_Data under study_:

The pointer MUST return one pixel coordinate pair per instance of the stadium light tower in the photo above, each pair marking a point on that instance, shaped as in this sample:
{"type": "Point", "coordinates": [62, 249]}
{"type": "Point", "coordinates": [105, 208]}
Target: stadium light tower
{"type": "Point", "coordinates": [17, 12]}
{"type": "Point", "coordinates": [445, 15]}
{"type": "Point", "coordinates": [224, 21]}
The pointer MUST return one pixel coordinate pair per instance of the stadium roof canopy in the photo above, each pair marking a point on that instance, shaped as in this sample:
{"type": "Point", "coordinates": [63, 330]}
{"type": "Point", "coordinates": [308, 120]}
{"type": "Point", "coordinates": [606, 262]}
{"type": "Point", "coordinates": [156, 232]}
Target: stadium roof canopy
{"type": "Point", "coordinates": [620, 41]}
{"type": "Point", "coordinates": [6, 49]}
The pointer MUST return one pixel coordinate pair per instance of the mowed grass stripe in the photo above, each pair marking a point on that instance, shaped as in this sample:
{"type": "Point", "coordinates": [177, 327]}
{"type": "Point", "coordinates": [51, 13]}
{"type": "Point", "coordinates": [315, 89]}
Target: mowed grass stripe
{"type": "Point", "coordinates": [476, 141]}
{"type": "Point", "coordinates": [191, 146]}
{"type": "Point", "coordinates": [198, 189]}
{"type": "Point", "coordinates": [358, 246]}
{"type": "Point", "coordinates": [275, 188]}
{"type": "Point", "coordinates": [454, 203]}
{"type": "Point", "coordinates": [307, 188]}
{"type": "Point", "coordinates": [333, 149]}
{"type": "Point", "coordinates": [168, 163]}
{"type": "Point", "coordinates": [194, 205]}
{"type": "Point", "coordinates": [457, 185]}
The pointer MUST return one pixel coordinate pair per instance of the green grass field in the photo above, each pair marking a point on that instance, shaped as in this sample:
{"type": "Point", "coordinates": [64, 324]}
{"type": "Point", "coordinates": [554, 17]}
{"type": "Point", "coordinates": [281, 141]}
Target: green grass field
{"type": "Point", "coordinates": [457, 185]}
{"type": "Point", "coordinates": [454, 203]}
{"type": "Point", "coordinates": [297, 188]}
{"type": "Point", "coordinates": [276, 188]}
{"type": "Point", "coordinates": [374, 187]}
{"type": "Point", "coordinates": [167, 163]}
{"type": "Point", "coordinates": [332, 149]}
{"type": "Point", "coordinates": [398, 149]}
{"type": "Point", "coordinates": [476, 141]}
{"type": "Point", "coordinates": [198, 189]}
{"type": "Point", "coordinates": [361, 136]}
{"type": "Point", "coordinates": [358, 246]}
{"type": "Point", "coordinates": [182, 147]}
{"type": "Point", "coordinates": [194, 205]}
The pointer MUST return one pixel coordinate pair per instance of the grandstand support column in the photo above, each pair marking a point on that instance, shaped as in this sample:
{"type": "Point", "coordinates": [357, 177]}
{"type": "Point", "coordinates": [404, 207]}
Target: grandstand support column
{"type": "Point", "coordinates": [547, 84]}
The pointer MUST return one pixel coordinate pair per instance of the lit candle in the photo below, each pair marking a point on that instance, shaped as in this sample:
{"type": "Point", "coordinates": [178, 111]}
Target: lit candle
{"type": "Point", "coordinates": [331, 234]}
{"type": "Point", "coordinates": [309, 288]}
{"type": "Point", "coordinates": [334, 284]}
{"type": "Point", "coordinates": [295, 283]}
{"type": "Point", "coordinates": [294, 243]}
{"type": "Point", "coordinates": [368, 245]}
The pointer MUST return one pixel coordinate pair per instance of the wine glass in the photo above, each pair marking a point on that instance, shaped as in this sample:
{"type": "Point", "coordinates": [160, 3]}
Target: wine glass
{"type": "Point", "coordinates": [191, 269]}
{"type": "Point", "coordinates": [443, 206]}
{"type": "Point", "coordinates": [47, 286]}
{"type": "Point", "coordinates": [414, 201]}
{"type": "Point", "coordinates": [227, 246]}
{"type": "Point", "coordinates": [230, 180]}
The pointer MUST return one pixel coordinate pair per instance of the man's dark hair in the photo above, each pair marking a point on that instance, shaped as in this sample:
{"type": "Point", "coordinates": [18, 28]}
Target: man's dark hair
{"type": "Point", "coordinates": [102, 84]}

* * *

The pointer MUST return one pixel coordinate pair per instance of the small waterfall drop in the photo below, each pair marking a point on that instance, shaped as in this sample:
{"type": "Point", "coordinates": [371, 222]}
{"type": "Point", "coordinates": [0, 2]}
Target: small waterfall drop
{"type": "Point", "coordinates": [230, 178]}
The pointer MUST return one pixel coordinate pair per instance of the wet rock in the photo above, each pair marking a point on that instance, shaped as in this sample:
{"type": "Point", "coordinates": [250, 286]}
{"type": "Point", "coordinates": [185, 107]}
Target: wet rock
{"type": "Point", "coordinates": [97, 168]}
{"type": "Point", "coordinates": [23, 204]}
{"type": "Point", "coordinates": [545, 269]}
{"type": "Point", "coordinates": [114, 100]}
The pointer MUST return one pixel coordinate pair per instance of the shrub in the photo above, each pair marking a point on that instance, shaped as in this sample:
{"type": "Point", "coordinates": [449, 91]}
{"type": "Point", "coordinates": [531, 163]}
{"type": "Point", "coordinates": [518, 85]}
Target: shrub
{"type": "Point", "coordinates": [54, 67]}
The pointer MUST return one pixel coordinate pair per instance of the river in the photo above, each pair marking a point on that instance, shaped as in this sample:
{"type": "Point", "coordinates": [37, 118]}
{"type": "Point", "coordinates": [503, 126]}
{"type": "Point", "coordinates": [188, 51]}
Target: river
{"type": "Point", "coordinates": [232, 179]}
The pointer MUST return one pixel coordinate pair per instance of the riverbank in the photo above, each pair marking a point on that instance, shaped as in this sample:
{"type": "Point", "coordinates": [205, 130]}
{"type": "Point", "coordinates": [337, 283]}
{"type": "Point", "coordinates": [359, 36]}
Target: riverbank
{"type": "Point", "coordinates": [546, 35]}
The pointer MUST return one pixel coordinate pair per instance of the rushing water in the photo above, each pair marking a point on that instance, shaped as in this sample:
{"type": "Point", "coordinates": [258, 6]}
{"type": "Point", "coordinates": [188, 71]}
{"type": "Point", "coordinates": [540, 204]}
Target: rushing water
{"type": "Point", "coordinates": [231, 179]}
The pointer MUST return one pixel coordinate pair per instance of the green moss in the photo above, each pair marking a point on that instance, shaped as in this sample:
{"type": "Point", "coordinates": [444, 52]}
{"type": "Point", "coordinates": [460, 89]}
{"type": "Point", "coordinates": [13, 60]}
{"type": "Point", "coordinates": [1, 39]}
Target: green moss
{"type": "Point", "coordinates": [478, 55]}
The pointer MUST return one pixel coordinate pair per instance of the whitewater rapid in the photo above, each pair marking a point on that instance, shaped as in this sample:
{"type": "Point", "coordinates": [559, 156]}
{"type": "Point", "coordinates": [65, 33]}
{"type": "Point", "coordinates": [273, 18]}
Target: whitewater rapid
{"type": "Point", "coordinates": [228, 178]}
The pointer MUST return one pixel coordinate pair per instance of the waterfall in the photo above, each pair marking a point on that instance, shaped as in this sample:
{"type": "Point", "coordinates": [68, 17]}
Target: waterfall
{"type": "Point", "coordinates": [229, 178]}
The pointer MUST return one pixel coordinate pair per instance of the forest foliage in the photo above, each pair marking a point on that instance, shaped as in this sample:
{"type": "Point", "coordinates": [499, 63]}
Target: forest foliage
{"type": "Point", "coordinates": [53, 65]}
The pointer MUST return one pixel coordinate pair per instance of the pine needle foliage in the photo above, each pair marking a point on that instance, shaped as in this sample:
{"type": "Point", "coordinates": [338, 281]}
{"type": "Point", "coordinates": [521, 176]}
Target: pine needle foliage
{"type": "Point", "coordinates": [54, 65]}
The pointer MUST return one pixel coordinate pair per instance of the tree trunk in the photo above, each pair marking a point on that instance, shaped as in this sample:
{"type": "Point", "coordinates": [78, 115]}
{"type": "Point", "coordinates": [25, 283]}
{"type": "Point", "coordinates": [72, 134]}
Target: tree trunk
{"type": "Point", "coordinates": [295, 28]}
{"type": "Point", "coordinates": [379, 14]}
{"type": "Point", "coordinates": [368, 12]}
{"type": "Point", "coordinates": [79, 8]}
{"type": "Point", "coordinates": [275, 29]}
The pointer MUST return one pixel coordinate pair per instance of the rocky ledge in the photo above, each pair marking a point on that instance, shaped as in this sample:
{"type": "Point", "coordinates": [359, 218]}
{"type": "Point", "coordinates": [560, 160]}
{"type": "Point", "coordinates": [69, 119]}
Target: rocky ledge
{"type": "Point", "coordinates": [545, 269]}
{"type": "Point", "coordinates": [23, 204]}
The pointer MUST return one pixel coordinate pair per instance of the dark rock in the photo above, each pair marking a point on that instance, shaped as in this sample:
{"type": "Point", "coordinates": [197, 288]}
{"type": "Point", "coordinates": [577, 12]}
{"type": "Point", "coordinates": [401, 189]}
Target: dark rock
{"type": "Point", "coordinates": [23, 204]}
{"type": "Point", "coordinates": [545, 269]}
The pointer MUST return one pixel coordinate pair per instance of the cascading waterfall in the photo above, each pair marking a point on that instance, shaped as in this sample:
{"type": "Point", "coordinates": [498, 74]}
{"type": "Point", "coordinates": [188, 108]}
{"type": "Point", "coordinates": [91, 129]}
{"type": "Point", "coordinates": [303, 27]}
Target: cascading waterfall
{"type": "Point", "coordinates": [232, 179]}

_Task_: Scan the records above. Return every line with "below" in it.

_Result_:
The pointer MUST return one pixel coordinate pair per instance of the lit candle in the photo below, each pair marking a point on that instance, shaped as in this sample:
The pointer MUST return one pixel coordinate pair per instance of the small waterfall drop in the photo below, each pair marking a point on that instance, shaped as in this sample:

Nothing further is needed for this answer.